— Referring expression data —

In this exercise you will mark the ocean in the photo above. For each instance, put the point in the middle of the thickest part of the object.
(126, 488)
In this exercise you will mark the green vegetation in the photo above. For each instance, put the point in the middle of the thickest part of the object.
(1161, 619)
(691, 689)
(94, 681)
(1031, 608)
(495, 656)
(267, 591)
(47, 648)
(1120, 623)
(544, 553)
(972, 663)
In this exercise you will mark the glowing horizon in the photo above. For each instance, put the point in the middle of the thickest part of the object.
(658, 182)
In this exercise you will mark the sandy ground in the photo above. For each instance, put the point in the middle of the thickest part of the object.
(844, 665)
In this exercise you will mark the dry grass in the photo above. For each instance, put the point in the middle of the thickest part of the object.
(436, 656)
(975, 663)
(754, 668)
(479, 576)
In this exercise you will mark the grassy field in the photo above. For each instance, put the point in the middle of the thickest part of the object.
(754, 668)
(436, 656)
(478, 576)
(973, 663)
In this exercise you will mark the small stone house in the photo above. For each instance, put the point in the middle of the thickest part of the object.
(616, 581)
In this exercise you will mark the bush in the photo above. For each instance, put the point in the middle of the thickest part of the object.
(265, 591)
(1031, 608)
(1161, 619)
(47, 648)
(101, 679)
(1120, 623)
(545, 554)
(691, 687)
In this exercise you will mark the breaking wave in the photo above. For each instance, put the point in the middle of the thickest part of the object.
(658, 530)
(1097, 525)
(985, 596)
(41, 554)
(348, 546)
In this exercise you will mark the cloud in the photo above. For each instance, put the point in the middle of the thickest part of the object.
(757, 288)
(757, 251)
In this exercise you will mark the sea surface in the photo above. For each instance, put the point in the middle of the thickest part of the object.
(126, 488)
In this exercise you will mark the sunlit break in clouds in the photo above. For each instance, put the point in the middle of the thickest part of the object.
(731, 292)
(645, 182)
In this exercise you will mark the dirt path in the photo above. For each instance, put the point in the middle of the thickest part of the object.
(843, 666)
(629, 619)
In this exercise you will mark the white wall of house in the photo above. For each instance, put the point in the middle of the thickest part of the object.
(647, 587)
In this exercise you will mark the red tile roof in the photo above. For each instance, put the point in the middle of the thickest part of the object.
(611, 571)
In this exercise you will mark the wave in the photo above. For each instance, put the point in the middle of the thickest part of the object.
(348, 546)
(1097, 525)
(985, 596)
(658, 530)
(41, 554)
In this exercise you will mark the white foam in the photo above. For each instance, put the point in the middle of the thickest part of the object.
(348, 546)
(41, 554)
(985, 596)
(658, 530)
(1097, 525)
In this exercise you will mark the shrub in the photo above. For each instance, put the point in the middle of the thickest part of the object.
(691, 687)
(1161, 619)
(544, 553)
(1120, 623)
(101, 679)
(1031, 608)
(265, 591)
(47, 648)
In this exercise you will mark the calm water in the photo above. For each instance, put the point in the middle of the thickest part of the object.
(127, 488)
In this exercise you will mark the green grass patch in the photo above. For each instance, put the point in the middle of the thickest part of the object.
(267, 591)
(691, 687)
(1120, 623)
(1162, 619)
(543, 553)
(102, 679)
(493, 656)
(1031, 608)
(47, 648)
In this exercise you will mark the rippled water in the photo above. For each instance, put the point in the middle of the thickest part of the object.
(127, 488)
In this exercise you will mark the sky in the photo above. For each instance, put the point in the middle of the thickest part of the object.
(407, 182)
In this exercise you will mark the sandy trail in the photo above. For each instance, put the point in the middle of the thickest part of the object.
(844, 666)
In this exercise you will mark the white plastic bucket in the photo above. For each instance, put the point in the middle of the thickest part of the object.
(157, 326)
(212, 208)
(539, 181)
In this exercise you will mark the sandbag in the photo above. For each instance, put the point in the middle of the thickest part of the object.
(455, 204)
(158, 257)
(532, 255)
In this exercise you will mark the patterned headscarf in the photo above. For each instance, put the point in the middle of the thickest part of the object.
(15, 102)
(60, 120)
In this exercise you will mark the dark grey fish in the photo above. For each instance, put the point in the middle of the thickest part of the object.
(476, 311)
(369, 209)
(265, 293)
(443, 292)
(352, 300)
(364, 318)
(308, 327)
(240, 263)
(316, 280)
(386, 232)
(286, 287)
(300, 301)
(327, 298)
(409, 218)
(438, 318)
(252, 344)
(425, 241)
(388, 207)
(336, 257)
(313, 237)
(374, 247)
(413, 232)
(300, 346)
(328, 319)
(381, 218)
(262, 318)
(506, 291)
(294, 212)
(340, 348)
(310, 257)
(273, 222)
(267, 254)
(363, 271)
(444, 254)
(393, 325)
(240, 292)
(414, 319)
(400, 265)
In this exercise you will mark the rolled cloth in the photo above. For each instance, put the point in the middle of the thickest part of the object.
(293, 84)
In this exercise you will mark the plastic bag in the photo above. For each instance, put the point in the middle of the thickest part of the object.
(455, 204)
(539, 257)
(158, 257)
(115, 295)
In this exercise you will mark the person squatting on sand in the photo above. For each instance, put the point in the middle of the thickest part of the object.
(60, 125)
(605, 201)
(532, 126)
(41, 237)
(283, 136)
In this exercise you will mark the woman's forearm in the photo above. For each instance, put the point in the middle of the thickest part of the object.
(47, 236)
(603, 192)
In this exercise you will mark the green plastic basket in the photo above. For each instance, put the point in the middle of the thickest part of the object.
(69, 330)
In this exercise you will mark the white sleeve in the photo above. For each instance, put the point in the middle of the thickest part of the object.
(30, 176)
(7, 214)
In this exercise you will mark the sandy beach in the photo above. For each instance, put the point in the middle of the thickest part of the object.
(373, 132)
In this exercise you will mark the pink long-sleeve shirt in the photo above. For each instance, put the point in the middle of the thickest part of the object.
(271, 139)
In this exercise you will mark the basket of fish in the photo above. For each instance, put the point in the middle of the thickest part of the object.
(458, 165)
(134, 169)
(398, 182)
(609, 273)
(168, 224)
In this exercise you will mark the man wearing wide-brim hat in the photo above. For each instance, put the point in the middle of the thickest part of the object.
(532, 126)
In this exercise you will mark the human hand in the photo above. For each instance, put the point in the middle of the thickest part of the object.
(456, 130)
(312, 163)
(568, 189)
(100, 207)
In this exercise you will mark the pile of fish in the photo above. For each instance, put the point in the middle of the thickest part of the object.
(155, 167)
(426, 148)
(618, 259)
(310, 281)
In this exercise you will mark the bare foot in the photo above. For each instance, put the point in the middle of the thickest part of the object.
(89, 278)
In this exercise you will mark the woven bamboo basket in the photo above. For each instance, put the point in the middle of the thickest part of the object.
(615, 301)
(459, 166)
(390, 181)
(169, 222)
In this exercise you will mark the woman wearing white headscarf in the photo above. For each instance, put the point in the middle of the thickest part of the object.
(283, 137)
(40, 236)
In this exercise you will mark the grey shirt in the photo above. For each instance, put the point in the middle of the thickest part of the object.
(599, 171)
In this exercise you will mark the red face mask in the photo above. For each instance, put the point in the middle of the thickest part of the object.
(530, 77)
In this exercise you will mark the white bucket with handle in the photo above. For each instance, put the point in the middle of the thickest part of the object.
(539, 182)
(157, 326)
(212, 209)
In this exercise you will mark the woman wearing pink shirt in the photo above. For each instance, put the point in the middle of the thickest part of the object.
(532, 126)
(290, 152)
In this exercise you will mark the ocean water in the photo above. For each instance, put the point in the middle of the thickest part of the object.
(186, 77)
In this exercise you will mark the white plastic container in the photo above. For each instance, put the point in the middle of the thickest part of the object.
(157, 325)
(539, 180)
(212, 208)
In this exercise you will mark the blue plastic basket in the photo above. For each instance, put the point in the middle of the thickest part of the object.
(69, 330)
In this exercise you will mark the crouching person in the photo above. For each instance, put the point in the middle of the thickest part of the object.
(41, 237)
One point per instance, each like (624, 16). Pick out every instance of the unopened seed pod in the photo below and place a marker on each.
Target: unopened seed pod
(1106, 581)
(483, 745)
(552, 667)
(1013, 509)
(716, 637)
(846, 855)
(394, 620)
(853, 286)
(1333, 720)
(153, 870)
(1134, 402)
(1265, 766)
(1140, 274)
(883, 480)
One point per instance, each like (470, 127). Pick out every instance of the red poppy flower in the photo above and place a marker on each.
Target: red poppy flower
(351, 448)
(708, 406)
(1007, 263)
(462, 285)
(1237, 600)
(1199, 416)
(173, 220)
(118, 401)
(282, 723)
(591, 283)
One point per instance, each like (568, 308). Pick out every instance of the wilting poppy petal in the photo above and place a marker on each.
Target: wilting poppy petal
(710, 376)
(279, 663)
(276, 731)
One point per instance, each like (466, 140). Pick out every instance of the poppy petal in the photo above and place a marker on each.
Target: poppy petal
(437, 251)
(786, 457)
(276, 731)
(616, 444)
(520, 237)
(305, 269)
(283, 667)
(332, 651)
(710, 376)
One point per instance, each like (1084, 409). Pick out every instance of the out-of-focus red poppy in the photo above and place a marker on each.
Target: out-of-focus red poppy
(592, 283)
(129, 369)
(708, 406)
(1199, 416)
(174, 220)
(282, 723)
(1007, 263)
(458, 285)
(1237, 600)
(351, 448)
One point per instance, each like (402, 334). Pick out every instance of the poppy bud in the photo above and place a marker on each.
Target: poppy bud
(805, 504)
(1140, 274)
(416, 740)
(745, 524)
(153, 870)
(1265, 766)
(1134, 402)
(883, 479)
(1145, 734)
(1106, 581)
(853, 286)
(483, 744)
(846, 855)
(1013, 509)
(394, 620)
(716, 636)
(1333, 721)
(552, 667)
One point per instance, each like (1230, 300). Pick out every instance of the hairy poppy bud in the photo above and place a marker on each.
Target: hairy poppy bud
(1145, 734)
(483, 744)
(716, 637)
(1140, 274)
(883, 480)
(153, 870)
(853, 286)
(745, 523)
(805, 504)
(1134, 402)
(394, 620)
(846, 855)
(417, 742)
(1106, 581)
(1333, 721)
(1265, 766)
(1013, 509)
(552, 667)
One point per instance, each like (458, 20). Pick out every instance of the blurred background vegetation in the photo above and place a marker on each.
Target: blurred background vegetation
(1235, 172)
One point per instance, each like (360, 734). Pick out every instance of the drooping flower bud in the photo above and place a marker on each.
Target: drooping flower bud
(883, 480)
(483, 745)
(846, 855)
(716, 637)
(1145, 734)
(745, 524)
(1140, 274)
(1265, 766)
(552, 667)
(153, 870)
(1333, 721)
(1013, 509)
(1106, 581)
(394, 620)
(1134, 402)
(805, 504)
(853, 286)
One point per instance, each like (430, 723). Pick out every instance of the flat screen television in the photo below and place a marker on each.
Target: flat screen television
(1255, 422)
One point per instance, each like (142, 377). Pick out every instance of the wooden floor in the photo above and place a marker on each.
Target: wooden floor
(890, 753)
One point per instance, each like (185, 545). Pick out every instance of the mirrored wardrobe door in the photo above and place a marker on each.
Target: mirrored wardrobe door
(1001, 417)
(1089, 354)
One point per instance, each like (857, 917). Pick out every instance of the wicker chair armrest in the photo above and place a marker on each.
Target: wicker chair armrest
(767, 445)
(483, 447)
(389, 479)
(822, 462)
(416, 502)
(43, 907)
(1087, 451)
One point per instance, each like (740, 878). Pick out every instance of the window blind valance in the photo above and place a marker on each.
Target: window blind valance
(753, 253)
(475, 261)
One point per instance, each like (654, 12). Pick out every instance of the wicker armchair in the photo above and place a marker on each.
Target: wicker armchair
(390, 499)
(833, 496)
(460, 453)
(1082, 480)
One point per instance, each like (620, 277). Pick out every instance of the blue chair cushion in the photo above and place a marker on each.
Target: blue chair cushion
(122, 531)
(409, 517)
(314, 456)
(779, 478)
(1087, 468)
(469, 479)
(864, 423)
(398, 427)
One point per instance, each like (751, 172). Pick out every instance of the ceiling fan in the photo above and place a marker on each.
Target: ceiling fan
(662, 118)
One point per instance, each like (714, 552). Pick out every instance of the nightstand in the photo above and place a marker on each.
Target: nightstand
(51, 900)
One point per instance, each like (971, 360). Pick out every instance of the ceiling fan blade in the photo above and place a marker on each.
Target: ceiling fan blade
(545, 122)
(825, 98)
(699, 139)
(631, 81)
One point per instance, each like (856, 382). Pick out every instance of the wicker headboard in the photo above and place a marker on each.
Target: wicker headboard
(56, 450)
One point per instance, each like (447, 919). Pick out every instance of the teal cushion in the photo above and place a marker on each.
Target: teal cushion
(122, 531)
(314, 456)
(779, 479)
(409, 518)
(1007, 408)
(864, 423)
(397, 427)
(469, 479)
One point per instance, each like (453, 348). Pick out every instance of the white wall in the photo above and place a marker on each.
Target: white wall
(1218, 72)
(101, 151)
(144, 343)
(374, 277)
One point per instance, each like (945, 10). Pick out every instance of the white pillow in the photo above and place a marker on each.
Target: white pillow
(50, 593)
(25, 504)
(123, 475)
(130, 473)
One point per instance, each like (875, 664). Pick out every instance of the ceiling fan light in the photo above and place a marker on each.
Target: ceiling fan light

— WHAT IS BEING ASKED —
Check each line of the data for the word "light", then state only how many lines hold it.

— WRITTEN SOLUTION —
2